WHAT IS EXPECTED
Tally how many lines in this material contain the word "every", and reply only with the count.

DATASET ENTRIES
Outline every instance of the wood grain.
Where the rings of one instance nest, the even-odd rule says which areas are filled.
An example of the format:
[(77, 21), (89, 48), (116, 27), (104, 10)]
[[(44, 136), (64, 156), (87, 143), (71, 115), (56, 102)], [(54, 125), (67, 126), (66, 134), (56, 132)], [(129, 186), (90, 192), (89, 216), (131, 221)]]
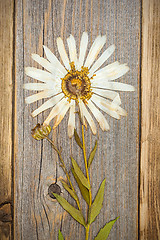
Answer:
[(0, 1), (0, 239), (11, 239), (13, 1)]
[[(17, 0), (16, 4), (16, 158), (14, 194), (14, 238), (57, 239), (62, 228), (65, 240), (84, 239), (84, 229), (48, 196), (48, 187), (55, 181), (57, 156), (46, 141), (32, 139), (30, 130), (37, 122), (43, 122), (48, 112), (35, 119), (30, 113), (43, 101), (25, 105), (28, 96), (23, 83), (32, 81), (24, 74), (24, 67), (38, 66), (31, 60), (31, 53), (44, 55), (42, 45), (48, 46), (59, 58), (56, 38), (74, 34), (79, 46), (83, 31), (89, 34), (89, 47), (98, 34), (107, 34), (106, 46), (116, 45), (115, 54), (109, 63), (118, 60), (128, 63), (130, 72), (121, 81), (138, 87), (138, 64), (140, 49), (140, 3), (139, 0)], [(66, 47), (67, 49), (67, 47)], [(121, 121), (107, 119), (111, 130), (103, 133), (98, 128), (98, 151), (90, 176), (93, 197), (100, 182), (106, 178), (104, 208), (93, 223), (90, 239), (106, 221), (120, 216), (108, 239), (137, 239), (138, 216), (138, 93), (121, 94), (122, 106), (128, 117)], [(80, 149), (75, 142), (68, 141), (67, 120), (54, 131), (53, 140), (63, 149), (63, 157), (70, 168), (71, 153), (84, 169)], [(80, 132), (79, 123), (76, 123)], [(87, 154), (97, 137), (88, 128), (85, 133)], [(64, 177), (58, 168), (58, 178)], [(63, 196), (72, 204), (65, 191)], [(85, 204), (82, 202), (85, 209)]]
[(142, 1), (140, 239), (160, 239), (160, 1)]

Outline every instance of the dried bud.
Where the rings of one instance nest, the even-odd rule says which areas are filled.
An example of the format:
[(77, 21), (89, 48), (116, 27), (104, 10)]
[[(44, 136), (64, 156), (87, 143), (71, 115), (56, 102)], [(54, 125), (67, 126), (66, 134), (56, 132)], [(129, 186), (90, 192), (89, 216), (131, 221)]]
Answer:
[(51, 127), (49, 125), (37, 124), (32, 130), (32, 137), (36, 140), (44, 139), (51, 131)]

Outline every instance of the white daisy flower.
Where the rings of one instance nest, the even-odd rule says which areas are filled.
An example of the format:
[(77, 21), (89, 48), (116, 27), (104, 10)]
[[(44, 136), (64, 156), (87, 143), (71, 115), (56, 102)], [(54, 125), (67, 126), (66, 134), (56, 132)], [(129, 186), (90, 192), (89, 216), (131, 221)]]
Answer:
[(88, 45), (88, 34), (86, 32), (82, 34), (79, 56), (72, 35), (67, 39), (67, 43), (69, 57), (62, 39), (57, 38), (58, 51), (64, 65), (46, 46), (44, 46), (44, 51), (48, 60), (37, 54), (32, 54), (32, 58), (45, 70), (34, 67), (25, 69), (29, 77), (40, 82), (24, 84), (25, 89), (40, 91), (26, 97), (26, 103), (30, 104), (48, 98), (44, 104), (32, 112), (32, 116), (35, 117), (46, 109), (52, 108), (43, 125), (48, 126), (50, 121), (56, 117), (53, 128), (59, 125), (69, 110), (69, 137), (74, 134), (76, 105), (79, 106), (83, 124), (86, 124), (87, 121), (93, 134), (96, 134), (96, 125), (90, 112), (98, 121), (101, 129), (107, 131), (109, 125), (100, 110), (116, 119), (120, 119), (120, 116), (126, 116), (126, 111), (120, 107), (121, 100), (118, 92), (134, 91), (134, 87), (113, 80), (127, 73), (129, 67), (116, 61), (100, 69), (115, 50), (115, 46), (111, 45), (96, 60), (106, 43), (106, 36), (99, 35), (94, 40), (86, 59)]

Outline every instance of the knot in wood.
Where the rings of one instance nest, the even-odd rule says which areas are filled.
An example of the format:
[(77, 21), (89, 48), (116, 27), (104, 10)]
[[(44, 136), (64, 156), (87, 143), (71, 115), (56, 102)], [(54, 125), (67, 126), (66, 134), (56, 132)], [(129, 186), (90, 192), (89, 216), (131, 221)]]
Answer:
[(51, 198), (56, 199), (55, 196), (53, 195), (53, 193), (56, 193), (58, 195), (61, 194), (61, 188), (57, 183), (52, 183), (48, 188), (48, 195)]

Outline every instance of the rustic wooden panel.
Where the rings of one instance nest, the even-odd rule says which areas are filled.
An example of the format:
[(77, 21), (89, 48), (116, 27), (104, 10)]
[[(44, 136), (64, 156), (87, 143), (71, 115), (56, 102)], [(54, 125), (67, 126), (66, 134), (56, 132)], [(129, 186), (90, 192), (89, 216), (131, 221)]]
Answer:
[[(128, 63), (130, 72), (122, 81), (137, 89), (140, 3), (138, 0), (129, 3), (127, 0), (18, 0), (16, 13), (15, 239), (57, 239), (60, 227), (66, 240), (84, 239), (84, 229), (47, 194), (48, 186), (56, 176), (57, 156), (48, 142), (37, 142), (30, 135), (31, 128), (37, 122), (43, 122), (48, 112), (31, 118), (30, 113), (37, 103), (25, 105), (24, 97), (28, 92), (22, 88), (29, 78), (24, 74), (24, 67), (37, 66), (31, 60), (31, 53), (43, 55), (43, 44), (59, 57), (56, 47), (58, 36), (66, 40), (72, 33), (79, 43), (82, 32), (88, 31), (91, 46), (98, 34), (107, 34), (106, 47), (113, 43), (116, 45), (109, 62), (117, 59)], [(107, 117), (111, 130), (102, 133), (98, 129), (99, 147), (90, 172), (93, 196), (105, 177), (107, 185), (104, 208), (91, 227), (90, 239), (106, 221), (117, 216), (120, 219), (109, 239), (137, 239), (138, 91), (121, 96), (128, 117), (121, 121)], [(68, 141), (67, 119), (54, 131), (53, 139), (59, 147), (62, 146), (68, 168), (70, 160), (67, 156), (71, 152), (83, 168), (80, 150), (73, 140)], [(77, 128), (80, 132), (78, 123)], [(88, 154), (95, 139), (88, 128)], [(59, 168), (58, 177), (64, 177)], [(66, 192), (63, 195), (69, 198)]]
[(140, 239), (160, 239), (160, 1), (143, 1)]
[(0, 239), (11, 239), (13, 1), (0, 1)]

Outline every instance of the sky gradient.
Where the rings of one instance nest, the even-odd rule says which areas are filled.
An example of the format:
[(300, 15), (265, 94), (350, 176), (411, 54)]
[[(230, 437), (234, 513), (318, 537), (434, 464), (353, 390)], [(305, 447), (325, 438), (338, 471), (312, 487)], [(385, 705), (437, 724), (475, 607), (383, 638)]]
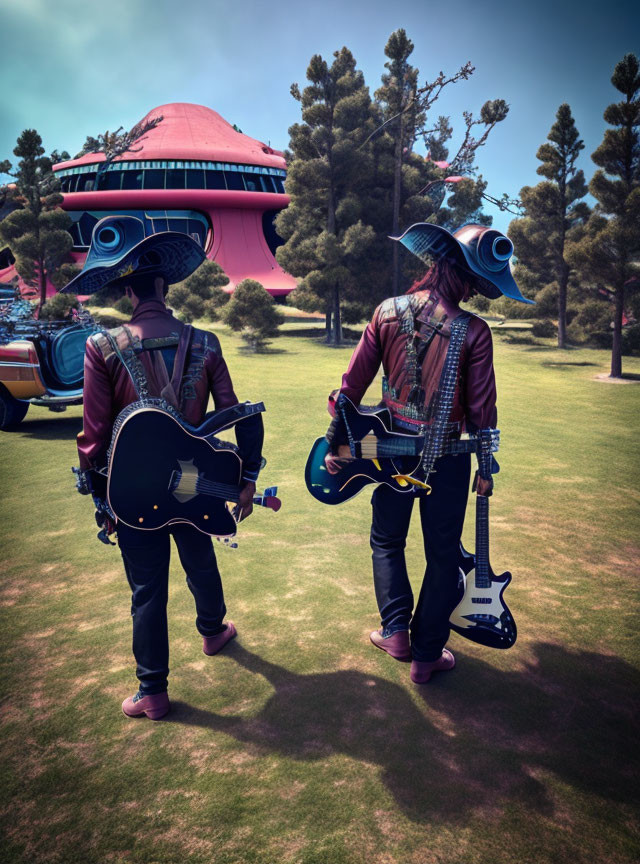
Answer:
[[(36, 128), (47, 151), (76, 153), (86, 135), (131, 127), (166, 102), (214, 108), (255, 138), (284, 148), (300, 119), (289, 94), (310, 57), (346, 45), (373, 92), (389, 34), (404, 27), (420, 82), (467, 60), (473, 77), (445, 91), (434, 114), (451, 116), (455, 147), (465, 109), (502, 98), (509, 117), (479, 151), (488, 192), (517, 195), (536, 174), (535, 153), (562, 102), (585, 142), (602, 139), (602, 112), (617, 99), (618, 60), (640, 54), (640, 3), (631, 0), (0, 0), (0, 160)], [(510, 216), (491, 205), (496, 227)]]

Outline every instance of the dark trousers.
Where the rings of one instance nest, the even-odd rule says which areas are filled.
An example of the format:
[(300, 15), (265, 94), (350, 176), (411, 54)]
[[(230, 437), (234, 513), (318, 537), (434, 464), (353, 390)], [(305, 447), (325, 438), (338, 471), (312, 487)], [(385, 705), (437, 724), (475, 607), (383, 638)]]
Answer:
[(222, 621), (227, 610), (211, 538), (191, 525), (140, 531), (120, 523), (118, 544), (132, 592), (133, 655), (143, 693), (167, 689), (170, 534), (196, 601), (198, 631), (203, 636), (215, 636), (224, 630)]
[[(371, 499), (373, 582), (383, 635), (410, 629), (412, 656), (422, 661), (440, 657), (449, 638), (449, 616), (460, 599), (458, 549), (471, 457), (467, 453), (442, 456), (435, 467), (429, 477), (430, 495), (402, 494), (381, 484)], [(404, 550), (416, 498), (420, 501), (427, 568), (413, 611)]]

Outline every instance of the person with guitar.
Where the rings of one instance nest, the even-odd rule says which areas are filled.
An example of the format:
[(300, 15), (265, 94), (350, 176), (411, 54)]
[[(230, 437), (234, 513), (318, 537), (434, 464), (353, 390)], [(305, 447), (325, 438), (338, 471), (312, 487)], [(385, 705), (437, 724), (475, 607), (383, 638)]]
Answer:
[[(236, 635), (233, 622), (224, 622), (222, 581), (209, 534), (186, 520), (157, 530), (138, 525), (142, 516), (135, 527), (120, 520), (114, 524), (104, 476), (116, 418), (132, 403), (142, 399), (144, 405), (144, 399), (161, 399), (173, 416), (191, 424), (189, 428), (202, 422), (210, 396), (217, 412), (237, 406), (235, 412), (241, 416), (245, 407), (256, 408), (239, 405), (217, 337), (185, 325), (166, 306), (169, 284), (189, 276), (204, 257), (204, 250), (189, 235), (168, 231), (146, 237), (140, 220), (108, 216), (94, 228), (84, 269), (64, 289), (93, 294), (109, 286), (122, 290), (133, 304), (126, 326), (95, 334), (87, 342), (83, 430), (78, 435), (78, 489), (94, 495), (96, 518), (103, 526), (100, 539), (108, 543), (109, 534), (117, 531), (132, 591), (139, 689), (122, 705), (130, 717), (145, 714), (155, 720), (169, 710), (166, 607), (170, 535), (195, 599), (196, 627), (203, 637), (204, 653), (216, 654)], [(253, 507), (262, 464), (262, 418), (253, 413), (234, 428), (242, 465), (235, 512), (239, 521)], [(145, 452), (150, 458), (154, 437), (162, 434), (148, 431), (144, 440), (135, 442), (136, 452), (128, 463), (132, 472), (136, 462), (144, 463)], [(113, 479), (110, 476), (110, 484)], [(134, 488), (136, 482), (134, 479)]]
[[(411, 659), (411, 679), (423, 684), (434, 671), (455, 665), (445, 644), (449, 616), (460, 600), (460, 537), (470, 479), (470, 453), (460, 452), (460, 435), (493, 432), (497, 422), (491, 331), (459, 304), (476, 292), (532, 301), (511, 275), (511, 241), (494, 229), (466, 225), (451, 233), (418, 223), (393, 239), (431, 266), (405, 295), (375, 310), (342, 386), (329, 397), (334, 419), (325, 466), (336, 475), (356, 452), (365, 456), (366, 441), (352, 440), (346, 408), (351, 405), (353, 413), (382, 365), (382, 401), (392, 429), (421, 436), (425, 444), (421, 470), (398, 470), (396, 488), (380, 482), (372, 496), (370, 542), (381, 627), (370, 638), (393, 658)], [(382, 480), (383, 467), (373, 462)], [(478, 495), (491, 495), (492, 487), (490, 471), (476, 475)], [(414, 609), (404, 549), (416, 498), (427, 569)]]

SOLUTION FOR THIS EXERCISE
8